# Zu erledigen:
Gib bitte den Auszug zum Sanierungsbonus vollständig und wortgetreu aus.

Angesichts des in vielen Regionen anhaltenden demografischen Trends der Schrumpfung und Alterung der Bevölkerung muss außerdem dafür Sorge getragen werden, dass neben dem städtischen auch der ländliche Raum sowohl für ältere als auch jüngere Generationen attraktiv bleibt. Die Stärkung der Wohnungseigentumsbildung sowie die Erhaltung bzw. Wiederherstellung der Wohnfunktion von leerstehenden Immobilien durch geeignete Modernisierungs- und Instandsetzungsmaßnahmen ist dabei besonders wichtig. Die Unterstützung von privaten Sanierungsinvestitionen ist auch zur Sicherung einer nachhaltigen Gemeindeentwicklung im ländlichen Raum geeignet.
Um den Herausforderungen des demografischen und energetischen Wandels wirksam zu begegnen, müssen Anreize zur Erhaltung und Schaffung von energetisch hochwertigem und Barriere armem Wohnraum in vom demografischen Wandel besonders betroffenen Regionen geschaffen werden. Auf der 124. (Sonder-) Bauministerkonferenz am 22. März 2013 in Berlin haben sich die Bauminister der Länder einstimmig für die Schaffung zusätzlicher Anreize für Investitionen in den Wohnungsbau in vom demografischen Wandel besonders betroffenen Gebieten ausgesprochen. Das im Koalitionsvertrag für die 18. Legislaturperiode vereinbarte Instrument des Sanierungsbonus ist dafür grundsätzlich ein geeignetes Mittel. Mit einem Sanierungsbonus können gezielte Anreize zur Erhaltung und Schaffung von energetisch hochwertigem und barrierearmen Wohnraum in vom demografischen Wandel besonders betroffenen Gebieten gesetzt werden.

# Gegebene Datensätze:
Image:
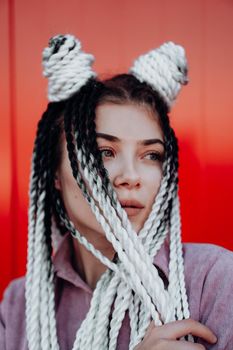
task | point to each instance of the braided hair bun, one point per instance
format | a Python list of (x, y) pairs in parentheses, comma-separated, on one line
[(66, 66), (164, 69)]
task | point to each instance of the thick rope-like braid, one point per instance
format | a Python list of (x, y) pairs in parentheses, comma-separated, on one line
[(164, 69), (93, 327), (97, 195), (82, 240), (66, 66), (121, 304), (44, 300), (144, 322), (102, 321), (92, 311), (175, 217), (31, 238), (154, 220), (133, 319), (35, 330)]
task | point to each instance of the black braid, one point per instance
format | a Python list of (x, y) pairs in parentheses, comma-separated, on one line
[(47, 138)]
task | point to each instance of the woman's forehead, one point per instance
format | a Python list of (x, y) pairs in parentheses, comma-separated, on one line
[(128, 121)]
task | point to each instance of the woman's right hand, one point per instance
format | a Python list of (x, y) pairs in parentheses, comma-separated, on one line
[(165, 337)]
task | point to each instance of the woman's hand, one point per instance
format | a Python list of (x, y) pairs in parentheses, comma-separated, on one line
[(165, 337)]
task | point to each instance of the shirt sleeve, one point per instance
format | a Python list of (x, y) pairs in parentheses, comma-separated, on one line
[(12, 317), (216, 308)]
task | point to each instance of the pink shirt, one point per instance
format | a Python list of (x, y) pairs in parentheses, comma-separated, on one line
[(209, 281)]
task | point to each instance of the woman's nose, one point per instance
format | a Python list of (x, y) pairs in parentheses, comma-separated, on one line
[(128, 177)]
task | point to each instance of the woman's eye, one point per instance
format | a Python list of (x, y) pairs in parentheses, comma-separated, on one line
[(155, 156), (106, 153)]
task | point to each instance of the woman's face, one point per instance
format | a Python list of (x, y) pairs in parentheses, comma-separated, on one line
[(130, 139)]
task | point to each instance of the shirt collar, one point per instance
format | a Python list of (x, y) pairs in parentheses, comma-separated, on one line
[(63, 267)]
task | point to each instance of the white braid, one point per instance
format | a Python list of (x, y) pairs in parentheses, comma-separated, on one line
[(131, 285), (68, 69), (165, 69)]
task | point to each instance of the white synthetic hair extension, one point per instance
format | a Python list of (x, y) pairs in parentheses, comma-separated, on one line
[(164, 68), (68, 68), (131, 284)]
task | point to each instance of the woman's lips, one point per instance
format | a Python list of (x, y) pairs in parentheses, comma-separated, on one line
[(132, 207)]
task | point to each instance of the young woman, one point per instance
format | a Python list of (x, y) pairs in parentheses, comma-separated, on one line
[(104, 175)]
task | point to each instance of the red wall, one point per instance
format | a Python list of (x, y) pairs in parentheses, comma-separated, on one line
[(116, 32)]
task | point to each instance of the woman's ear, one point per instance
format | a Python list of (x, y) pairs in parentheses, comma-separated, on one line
[(57, 181)]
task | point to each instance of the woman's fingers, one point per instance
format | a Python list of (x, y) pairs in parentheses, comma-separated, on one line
[(179, 329), (167, 337)]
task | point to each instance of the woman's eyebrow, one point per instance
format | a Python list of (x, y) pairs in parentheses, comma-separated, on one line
[(116, 139)]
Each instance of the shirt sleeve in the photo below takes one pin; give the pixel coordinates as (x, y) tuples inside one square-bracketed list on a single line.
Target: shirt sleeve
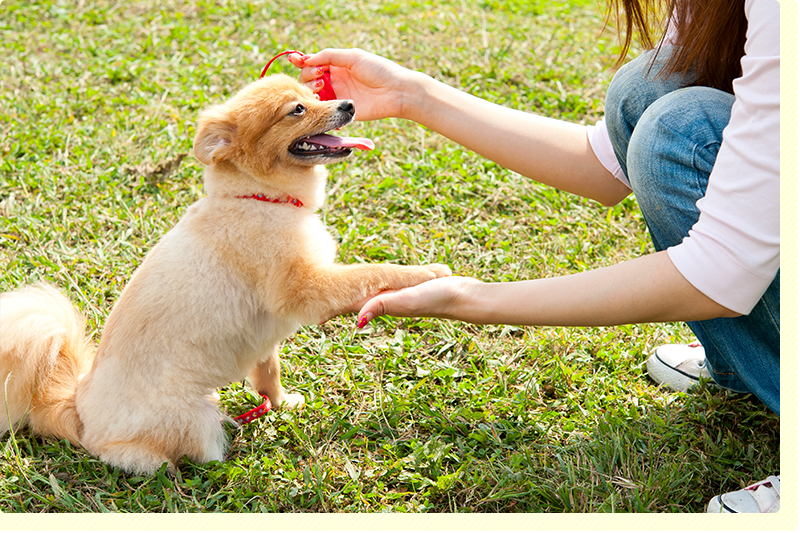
[(600, 142), (732, 253)]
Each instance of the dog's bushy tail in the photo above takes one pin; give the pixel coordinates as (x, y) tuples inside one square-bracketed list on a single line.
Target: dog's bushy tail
[(43, 352)]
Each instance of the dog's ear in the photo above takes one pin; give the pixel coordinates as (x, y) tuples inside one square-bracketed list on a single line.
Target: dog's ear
[(216, 135)]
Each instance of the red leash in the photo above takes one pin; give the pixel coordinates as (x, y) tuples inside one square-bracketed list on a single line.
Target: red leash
[(287, 200), (252, 414), (326, 93)]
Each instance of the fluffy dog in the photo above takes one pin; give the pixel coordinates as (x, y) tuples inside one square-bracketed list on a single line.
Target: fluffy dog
[(243, 269)]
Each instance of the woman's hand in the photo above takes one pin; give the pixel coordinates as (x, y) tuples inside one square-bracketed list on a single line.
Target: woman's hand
[(377, 85), (441, 297)]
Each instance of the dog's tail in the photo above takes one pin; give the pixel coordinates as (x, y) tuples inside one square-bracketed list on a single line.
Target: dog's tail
[(43, 352)]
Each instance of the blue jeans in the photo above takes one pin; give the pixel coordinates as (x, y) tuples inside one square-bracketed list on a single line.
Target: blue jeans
[(666, 139)]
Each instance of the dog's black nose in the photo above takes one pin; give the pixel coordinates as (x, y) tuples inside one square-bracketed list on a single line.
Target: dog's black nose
[(348, 107)]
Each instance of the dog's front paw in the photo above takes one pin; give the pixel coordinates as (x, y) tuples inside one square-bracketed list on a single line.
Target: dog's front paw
[(290, 401)]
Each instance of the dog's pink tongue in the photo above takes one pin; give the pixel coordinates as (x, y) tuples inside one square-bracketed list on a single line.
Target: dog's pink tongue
[(332, 141)]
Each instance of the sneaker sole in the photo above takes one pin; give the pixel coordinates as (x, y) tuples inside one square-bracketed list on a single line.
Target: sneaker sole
[(669, 377)]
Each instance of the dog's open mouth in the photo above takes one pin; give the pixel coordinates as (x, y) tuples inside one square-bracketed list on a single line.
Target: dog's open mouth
[(328, 146)]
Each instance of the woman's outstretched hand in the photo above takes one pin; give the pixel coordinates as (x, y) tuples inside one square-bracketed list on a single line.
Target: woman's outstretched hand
[(377, 85), (441, 297)]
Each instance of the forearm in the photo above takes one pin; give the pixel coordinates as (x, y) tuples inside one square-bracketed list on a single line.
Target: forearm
[(647, 289), (550, 151)]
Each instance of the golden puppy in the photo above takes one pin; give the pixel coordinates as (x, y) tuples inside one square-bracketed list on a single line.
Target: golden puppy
[(243, 269)]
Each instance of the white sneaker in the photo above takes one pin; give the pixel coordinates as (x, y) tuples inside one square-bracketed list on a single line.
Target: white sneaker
[(678, 366), (763, 497)]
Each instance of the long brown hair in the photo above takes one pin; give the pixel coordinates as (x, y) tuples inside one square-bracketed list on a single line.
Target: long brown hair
[(709, 40)]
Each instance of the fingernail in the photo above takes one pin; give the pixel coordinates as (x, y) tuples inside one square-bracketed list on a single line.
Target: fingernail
[(363, 320)]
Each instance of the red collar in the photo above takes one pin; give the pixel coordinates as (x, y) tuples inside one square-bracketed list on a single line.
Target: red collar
[(285, 200), (252, 414)]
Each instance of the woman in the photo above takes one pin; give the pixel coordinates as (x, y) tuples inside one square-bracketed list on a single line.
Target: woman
[(692, 129)]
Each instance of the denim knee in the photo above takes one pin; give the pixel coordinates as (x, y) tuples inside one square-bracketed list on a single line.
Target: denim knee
[(670, 155), (634, 87)]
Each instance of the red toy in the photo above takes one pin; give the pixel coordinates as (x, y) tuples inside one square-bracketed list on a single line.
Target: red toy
[(326, 93)]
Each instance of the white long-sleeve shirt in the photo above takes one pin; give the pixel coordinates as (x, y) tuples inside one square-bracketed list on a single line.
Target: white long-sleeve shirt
[(732, 253)]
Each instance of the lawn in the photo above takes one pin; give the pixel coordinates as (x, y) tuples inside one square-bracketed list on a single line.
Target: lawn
[(407, 415)]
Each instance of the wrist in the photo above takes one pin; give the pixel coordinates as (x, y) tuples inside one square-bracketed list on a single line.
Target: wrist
[(414, 94)]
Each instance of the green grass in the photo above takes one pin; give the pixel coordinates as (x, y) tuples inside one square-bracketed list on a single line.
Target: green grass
[(410, 414)]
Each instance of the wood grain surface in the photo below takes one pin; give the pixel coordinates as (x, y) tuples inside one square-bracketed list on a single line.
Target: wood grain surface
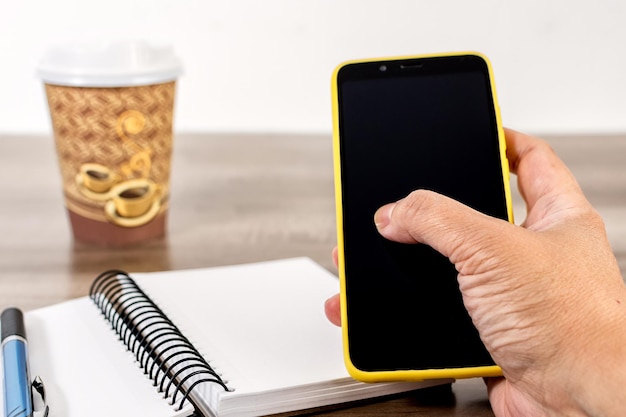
[(235, 199)]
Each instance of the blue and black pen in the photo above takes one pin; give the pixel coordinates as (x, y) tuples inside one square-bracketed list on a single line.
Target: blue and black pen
[(18, 401)]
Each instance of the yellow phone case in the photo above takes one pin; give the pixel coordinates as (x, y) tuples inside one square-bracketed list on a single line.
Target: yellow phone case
[(421, 374)]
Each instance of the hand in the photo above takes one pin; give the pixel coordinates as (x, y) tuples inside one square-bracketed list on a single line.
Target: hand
[(547, 298)]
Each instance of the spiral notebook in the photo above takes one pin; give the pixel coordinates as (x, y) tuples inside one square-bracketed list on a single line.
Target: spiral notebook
[(241, 340)]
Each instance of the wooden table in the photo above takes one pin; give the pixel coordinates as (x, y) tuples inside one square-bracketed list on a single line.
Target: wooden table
[(236, 199)]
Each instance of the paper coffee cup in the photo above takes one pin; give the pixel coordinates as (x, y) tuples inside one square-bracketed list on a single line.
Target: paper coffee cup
[(111, 106)]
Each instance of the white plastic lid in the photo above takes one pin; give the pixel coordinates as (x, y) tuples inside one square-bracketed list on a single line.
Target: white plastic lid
[(113, 64)]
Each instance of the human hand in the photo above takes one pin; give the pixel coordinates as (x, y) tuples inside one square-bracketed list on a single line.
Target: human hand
[(547, 298)]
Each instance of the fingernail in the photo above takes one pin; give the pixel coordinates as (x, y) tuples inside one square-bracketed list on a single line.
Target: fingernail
[(382, 217)]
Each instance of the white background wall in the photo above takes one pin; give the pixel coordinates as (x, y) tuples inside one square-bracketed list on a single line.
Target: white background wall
[(265, 65)]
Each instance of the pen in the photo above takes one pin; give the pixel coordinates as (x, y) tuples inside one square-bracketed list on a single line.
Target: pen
[(18, 400)]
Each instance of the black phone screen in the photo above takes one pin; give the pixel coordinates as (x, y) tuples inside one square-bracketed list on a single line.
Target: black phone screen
[(407, 125)]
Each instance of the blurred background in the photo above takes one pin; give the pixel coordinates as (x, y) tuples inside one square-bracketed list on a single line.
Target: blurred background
[(265, 66)]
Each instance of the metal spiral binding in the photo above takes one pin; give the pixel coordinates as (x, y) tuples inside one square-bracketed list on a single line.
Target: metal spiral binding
[(165, 354)]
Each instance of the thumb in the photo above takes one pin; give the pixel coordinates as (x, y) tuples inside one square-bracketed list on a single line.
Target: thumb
[(451, 228)]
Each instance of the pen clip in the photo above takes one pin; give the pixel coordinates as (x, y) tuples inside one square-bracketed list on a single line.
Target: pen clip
[(40, 408)]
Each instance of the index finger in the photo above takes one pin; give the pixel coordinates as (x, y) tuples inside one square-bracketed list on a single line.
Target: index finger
[(540, 172)]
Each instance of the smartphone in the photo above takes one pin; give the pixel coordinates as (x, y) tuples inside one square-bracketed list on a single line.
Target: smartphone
[(402, 124)]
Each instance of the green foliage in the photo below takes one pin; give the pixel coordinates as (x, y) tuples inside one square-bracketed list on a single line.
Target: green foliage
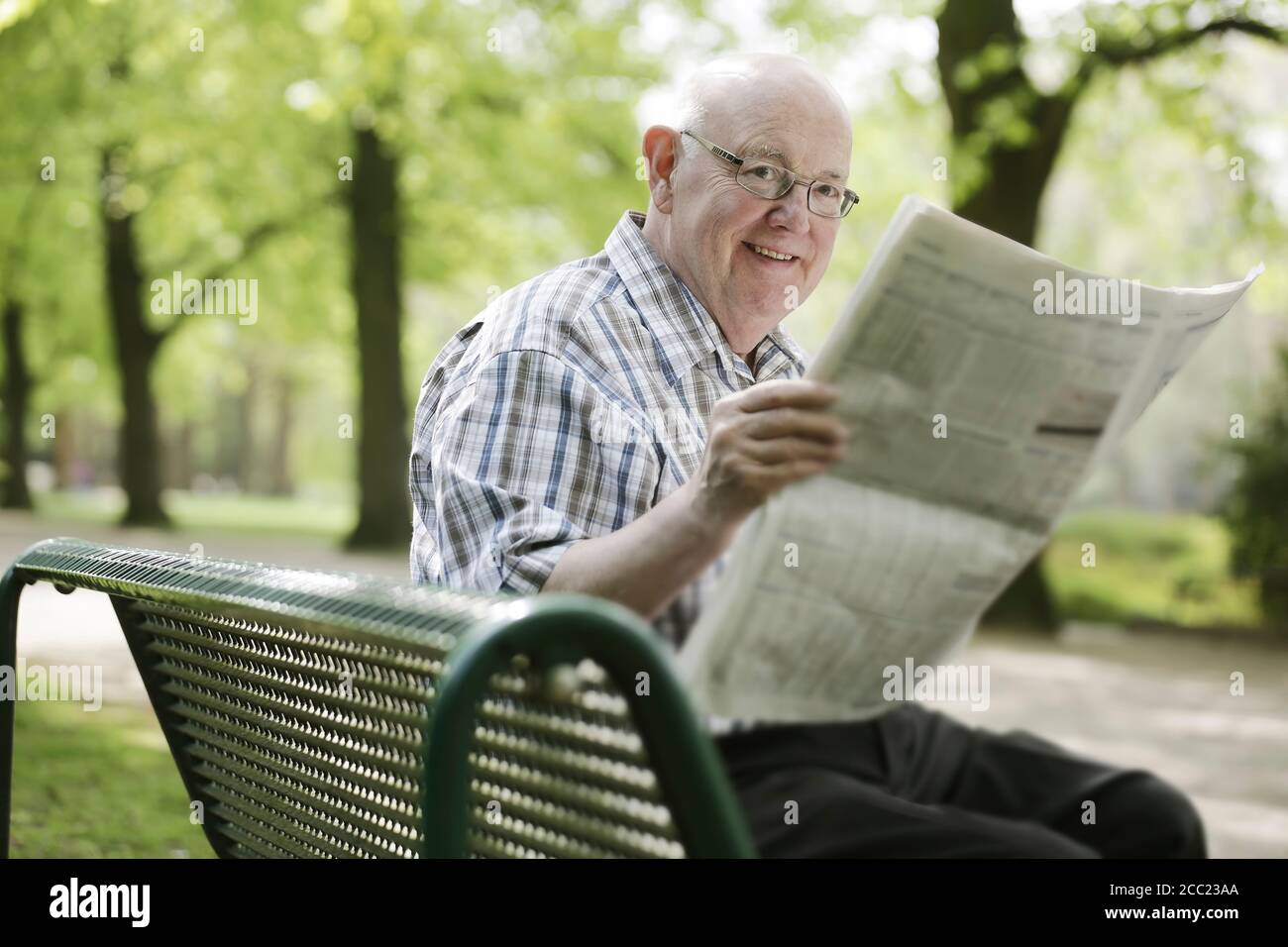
[(1256, 509), (1171, 569)]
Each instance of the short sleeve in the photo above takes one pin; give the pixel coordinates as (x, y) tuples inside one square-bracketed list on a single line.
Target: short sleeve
[(522, 470)]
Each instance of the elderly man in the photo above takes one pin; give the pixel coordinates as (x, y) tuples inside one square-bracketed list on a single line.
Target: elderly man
[(605, 428)]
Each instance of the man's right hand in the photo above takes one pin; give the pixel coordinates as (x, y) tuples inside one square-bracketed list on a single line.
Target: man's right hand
[(763, 438)]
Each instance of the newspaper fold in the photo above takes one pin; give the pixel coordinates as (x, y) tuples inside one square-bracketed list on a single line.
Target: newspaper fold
[(980, 379)]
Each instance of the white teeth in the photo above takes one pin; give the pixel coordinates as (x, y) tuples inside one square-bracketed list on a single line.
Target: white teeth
[(763, 252)]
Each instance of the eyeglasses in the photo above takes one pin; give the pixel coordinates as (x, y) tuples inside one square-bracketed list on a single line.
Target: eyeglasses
[(767, 179)]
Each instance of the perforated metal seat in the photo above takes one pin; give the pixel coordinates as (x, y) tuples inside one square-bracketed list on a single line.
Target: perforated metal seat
[(335, 715)]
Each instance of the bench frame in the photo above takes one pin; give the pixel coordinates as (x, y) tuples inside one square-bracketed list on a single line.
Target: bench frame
[(549, 630)]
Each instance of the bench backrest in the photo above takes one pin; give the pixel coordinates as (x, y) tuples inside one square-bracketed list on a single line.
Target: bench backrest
[(321, 714)]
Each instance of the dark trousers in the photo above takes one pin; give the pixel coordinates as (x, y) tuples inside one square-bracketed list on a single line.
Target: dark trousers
[(914, 783)]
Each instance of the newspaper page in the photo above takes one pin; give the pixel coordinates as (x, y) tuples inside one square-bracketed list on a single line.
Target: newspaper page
[(980, 380)]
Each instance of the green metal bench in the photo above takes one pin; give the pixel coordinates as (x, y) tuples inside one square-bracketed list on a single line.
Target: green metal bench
[(318, 714)]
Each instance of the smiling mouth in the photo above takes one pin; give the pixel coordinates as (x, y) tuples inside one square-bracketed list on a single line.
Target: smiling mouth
[(772, 256)]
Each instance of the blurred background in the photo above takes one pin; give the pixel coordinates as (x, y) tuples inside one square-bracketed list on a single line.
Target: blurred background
[(381, 169)]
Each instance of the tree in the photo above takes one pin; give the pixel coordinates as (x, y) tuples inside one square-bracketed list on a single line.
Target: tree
[(1008, 136)]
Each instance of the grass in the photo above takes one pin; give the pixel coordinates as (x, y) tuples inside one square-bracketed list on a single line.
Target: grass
[(228, 513), (97, 785), (1149, 567)]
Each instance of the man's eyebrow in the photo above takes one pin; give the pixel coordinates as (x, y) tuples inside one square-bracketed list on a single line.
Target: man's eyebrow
[(769, 151)]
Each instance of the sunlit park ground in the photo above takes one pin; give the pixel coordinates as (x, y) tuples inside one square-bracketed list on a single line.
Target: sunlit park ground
[(1138, 674)]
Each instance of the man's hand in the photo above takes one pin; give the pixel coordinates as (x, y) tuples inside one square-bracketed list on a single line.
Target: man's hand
[(758, 442), (763, 438)]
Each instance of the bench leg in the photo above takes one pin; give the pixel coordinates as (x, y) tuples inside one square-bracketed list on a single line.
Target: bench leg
[(11, 587)]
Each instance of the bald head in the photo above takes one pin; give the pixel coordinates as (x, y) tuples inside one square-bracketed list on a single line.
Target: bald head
[(741, 254), (722, 89)]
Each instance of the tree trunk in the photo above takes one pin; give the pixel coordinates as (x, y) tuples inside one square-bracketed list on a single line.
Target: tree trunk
[(1009, 198), (17, 389), (279, 450), (136, 352), (384, 508)]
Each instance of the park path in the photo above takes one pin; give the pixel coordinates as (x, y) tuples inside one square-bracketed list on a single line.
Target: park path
[(1157, 699)]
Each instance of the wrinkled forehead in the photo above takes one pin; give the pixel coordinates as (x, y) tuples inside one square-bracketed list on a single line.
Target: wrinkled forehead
[(797, 125)]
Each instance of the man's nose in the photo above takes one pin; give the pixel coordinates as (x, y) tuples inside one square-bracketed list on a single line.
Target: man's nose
[(791, 210)]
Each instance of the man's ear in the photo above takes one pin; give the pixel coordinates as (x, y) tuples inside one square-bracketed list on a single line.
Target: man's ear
[(661, 146)]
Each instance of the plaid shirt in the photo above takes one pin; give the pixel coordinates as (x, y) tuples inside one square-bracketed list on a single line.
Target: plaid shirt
[(568, 407)]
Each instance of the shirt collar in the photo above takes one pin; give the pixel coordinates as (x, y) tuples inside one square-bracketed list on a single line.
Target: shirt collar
[(675, 316)]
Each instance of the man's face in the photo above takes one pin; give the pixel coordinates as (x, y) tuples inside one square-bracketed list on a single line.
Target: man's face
[(717, 224)]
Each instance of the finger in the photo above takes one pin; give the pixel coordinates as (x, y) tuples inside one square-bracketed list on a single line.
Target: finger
[(790, 421), (773, 476), (786, 449), (787, 393)]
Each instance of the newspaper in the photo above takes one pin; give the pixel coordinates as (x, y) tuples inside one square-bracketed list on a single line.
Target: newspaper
[(980, 380)]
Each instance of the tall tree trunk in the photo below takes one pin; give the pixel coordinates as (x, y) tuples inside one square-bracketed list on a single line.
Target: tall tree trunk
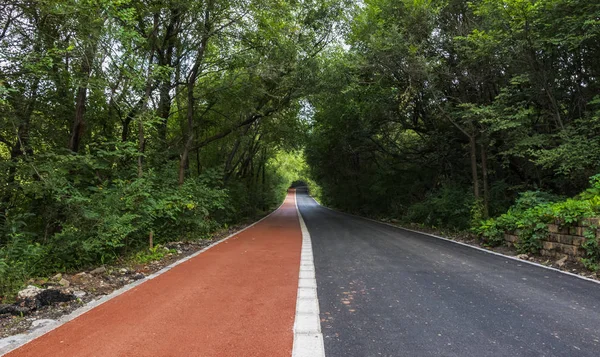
[(191, 85), (78, 127), (474, 174), (165, 59), (486, 193)]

# Erledigte Aufgabe:
Angesichts des in vielen Regionen anhaltenden demografischen Trends der Schrumpfung und Alterung der Bevölkerung muss außerdem dafür Sorge getragen werden, dass neben dem städtischen auch der ländliche Raum sowohl für ältere als auch jüngere Generationen attraktiv bleibt. Die Stärkung der Wohnungseigentumsbildung sowie die Erhaltung bzw. Wiederherstellung der Wohnfunktion von leerstehenden Immobilien durch geeignete Modernisierungs- und Instandsetzungsmaßnahmen ist dabei besonders wichtig. Die Unterstützung von privaten Sanierungsinvestitionen ist auch zur Sicherung einer nachhaltigen Gemeindeentwicklung im ländlichen Raum geeignet.
Um den Herausforderungen des demografischen und energetischen Wandels wirksam zu begegnen, müssen Anreize zur Erhaltung und Schaffung von energetisch hochwertigem und Barriere armem Wohnraum in vom demografischen Wandel besonders betroffenen Regionen geschaffen werden. Auf der 124. (Sonder-) Bauministerkonferenz am 22. März 2013 in Berlin haben sich die Bauminister der Länder einstimmig für die Schaffung zusätzlicher Anreize für Investitionen in den Wohnungsbau in vom demografischen Wandel besonders betroffenen Gebieten ausgesprochen. Das im Koalitionsvertrag für die 18. Legislaturperiode vereinbarte Instrument des Sanierungsbonus ist dafür grundsätzlich ein geeignetes Mittel. Mit einem Sanierungsbonus können gezielte Anreize zur Erhaltung und Schaffung von energetisch hochwertigem und barrierearmen Wohnraum in vom demografischen Wandel besonders betroffenen Gebieten gesetzt werden.